PASSAGE PROVIDED =>
Using FOL (First-order logic)

You probably have noticed that in such a case formalising existence with the existential quantifier is no good. This is of course due to the fact that all terms denote something. For example, for the same reason it is inappropriate to formalise "Anton searches Pegasus" naively into FOL: a valid conclusion would be "there is something that Anton searches", but this is of course not true and thus unwanted.

A common solution is to use a unary predicate E meaning "real" existence, while the existential quantifier only signifies the domain of discourse.

E(x) ... x exists.
D(x) ... x cannot possibly do something.

∀x(¬E(x) → D(x))

You will notice that I ignored the modalities. I think the intention of "something that doesn't exist cannot possibly do anything" is not so far off from "something that doesn't exist cannot possibly do anything". If you insist that it should be there,

D(x) ... x does something

∀x(¬E(x) → ¬◇D(x))  

You will buy all the trouble with quantified modal logic doing that.

Is anything of this provable? Of course not, you need to specify first how the D and E predicate behave.

An important remark

Note what that means: you are ending up imposing conditions on the existence and doing predicate, just to be able to prove what you want to prove. This does not achieve what you want (judging from this and your other questions in this forum). You are putting exactly in what you are getting out.

RECORD LIST =>
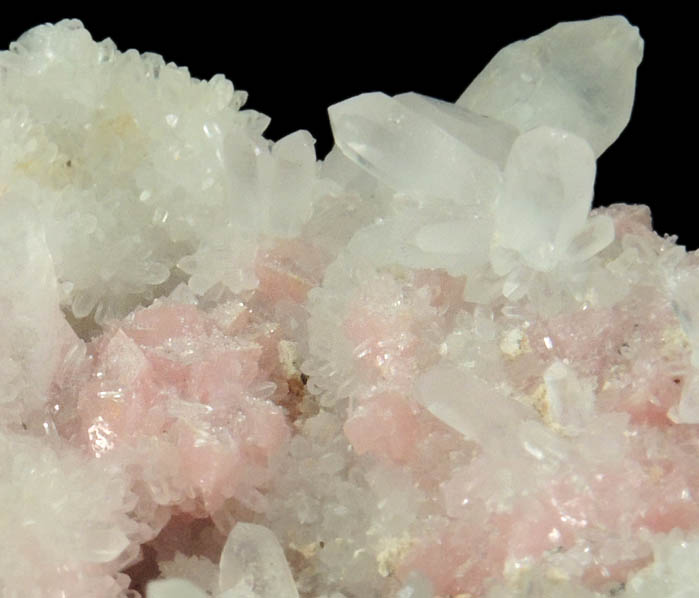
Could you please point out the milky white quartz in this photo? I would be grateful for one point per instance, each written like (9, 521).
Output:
(421, 367)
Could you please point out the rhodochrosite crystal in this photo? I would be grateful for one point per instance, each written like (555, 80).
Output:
(422, 367)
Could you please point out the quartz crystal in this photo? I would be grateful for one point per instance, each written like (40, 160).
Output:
(420, 367)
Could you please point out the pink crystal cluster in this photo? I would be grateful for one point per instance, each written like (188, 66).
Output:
(393, 425)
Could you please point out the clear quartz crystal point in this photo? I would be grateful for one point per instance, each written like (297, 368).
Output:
(549, 179)
(253, 564)
(578, 76)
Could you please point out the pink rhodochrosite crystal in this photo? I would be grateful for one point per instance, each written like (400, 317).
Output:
(422, 367)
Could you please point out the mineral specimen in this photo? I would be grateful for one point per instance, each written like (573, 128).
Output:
(422, 367)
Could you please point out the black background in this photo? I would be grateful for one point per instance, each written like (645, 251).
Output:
(296, 61)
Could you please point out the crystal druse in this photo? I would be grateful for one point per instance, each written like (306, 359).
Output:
(422, 367)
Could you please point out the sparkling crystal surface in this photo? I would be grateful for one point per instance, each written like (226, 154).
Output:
(423, 366)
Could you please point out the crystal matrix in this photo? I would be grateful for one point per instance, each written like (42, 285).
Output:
(421, 367)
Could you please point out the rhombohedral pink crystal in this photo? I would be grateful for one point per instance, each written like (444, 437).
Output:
(421, 367)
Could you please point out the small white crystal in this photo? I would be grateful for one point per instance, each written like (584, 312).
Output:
(409, 152)
(570, 402)
(252, 556)
(488, 137)
(469, 405)
(549, 179)
(579, 76)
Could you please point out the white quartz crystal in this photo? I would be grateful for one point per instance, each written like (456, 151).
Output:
(577, 76)
(422, 367)
(253, 564)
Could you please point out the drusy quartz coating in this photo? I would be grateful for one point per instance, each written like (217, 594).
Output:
(421, 367)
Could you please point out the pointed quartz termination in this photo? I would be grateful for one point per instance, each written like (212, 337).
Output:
(411, 153)
(549, 180)
(174, 588)
(577, 76)
(253, 565)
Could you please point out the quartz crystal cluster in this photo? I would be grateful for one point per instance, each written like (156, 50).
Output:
(422, 367)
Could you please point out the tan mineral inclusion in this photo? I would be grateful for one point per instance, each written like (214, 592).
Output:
(421, 367)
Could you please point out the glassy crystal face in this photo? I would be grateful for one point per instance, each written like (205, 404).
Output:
(421, 367)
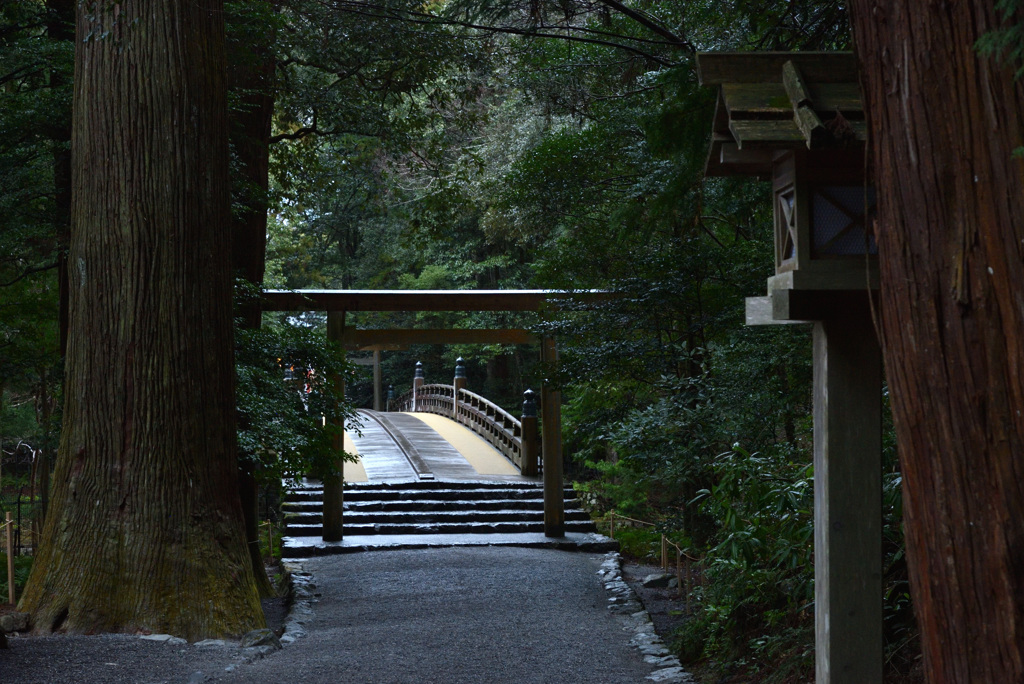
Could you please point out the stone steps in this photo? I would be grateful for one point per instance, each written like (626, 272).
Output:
(432, 508)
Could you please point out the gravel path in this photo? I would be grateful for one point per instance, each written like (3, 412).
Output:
(453, 615)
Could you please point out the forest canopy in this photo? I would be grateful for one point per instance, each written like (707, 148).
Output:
(468, 143)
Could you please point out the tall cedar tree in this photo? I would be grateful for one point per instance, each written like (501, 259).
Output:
(145, 528)
(944, 124)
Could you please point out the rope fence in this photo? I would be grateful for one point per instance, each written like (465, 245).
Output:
(684, 561)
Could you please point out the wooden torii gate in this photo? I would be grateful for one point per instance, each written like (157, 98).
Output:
(337, 302)
(797, 119)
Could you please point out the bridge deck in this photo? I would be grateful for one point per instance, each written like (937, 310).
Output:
(400, 446)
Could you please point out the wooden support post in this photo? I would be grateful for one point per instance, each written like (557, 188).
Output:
(458, 383)
(528, 466)
(848, 502)
(334, 484)
(378, 390)
(554, 497)
(8, 528)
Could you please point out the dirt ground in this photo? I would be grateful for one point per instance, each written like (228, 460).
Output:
(667, 608)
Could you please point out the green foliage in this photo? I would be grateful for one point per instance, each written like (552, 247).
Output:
(23, 566)
(1007, 42)
(287, 427)
(644, 544)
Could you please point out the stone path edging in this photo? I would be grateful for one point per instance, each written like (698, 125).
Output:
(624, 602)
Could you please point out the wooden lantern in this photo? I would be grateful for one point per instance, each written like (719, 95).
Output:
(797, 119)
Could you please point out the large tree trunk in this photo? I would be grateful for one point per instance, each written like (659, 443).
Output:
(944, 123)
(145, 530)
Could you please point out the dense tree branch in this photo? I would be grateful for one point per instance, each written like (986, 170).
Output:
(542, 31)
(649, 24)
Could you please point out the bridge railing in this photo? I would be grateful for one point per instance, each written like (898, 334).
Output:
(515, 438)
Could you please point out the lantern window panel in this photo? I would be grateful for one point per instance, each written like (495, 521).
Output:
(838, 220)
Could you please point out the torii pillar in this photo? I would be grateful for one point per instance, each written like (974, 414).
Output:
(551, 419)
(334, 484)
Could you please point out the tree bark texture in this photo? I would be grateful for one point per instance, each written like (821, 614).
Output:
(145, 529)
(944, 122)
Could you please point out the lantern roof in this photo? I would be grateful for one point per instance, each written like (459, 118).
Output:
(772, 101)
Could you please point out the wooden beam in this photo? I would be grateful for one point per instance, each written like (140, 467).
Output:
(363, 339)
(720, 68)
(759, 312)
(804, 115)
(420, 300)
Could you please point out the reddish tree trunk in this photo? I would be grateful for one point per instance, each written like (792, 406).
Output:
(145, 529)
(944, 123)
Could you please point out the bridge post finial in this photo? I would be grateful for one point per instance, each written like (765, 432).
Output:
(529, 403)
(417, 383)
(458, 384)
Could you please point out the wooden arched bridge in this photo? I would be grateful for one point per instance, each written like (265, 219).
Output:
(446, 463)
(442, 466)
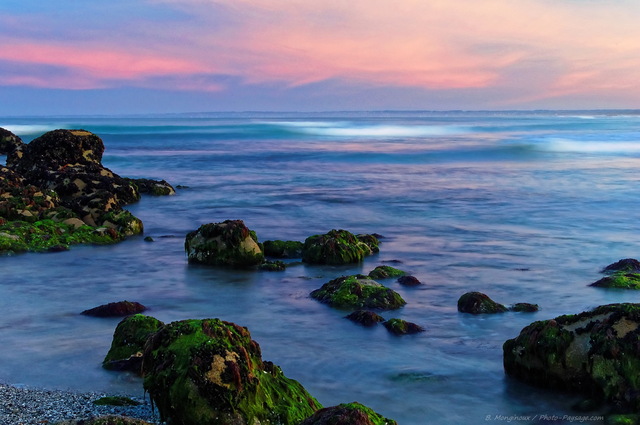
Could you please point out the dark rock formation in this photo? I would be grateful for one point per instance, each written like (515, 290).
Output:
(595, 353)
(128, 343)
(211, 372)
(365, 318)
(347, 414)
(229, 243)
(358, 291)
(338, 247)
(479, 303)
(116, 309)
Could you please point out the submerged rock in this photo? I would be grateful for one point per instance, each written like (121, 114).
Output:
(358, 291)
(229, 243)
(479, 303)
(384, 272)
(128, 342)
(402, 327)
(347, 414)
(338, 247)
(594, 352)
(211, 372)
(365, 318)
(120, 308)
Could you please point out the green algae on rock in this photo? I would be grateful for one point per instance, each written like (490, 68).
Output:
(128, 342)
(338, 247)
(384, 272)
(348, 414)
(211, 371)
(229, 243)
(594, 352)
(358, 291)
(479, 303)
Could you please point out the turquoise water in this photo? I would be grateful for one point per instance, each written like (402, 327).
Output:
(526, 207)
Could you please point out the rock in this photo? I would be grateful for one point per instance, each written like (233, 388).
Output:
(479, 303)
(120, 308)
(384, 272)
(338, 247)
(365, 318)
(283, 249)
(628, 265)
(347, 414)
(153, 187)
(525, 307)
(211, 372)
(402, 327)
(358, 291)
(594, 352)
(128, 342)
(229, 243)
(9, 142)
(409, 281)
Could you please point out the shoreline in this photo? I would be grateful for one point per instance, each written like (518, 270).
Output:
(25, 405)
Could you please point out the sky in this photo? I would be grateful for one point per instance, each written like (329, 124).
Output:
(173, 56)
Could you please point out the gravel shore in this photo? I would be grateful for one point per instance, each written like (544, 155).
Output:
(26, 406)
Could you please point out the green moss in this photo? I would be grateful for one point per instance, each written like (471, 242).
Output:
(384, 272)
(357, 291)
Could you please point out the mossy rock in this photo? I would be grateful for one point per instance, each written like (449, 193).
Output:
(348, 414)
(229, 243)
(385, 272)
(210, 371)
(479, 303)
(359, 292)
(594, 352)
(620, 280)
(402, 327)
(128, 342)
(337, 247)
(283, 249)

THE TASK => Continue the answer on formalizing nonexistence in first-order logic, starting right after its last sentence.

TASK OUTPUT =>
I think one cannot stress this point enough. There is another quite famous example: you might have heard of Gödel's ontological proof of god. (There is an excellent discussion of this by M. Fitting in his "Types, Tableaus and Gödel's God") The point is basically the same. Gödel introduces a "being positive" predicate in a complicated logic and then proves that there is something that has all positive properties and calls it god. The appropriate response to this is that one hasn't proved the existence of god but shifted the question to "why should I accept this logic?" While such an exercise might be interesting, it doesn't answer the question that one set out to settle.

"something that doesn't exist cannot possibly do anything" is a statement about the world. Logic gives an exact description of what follows from what, which is interesting, but it cannot prove anything about the world. That is simply not what logic was introduced for and one shouldn't use it for that.

I hope this is helpful.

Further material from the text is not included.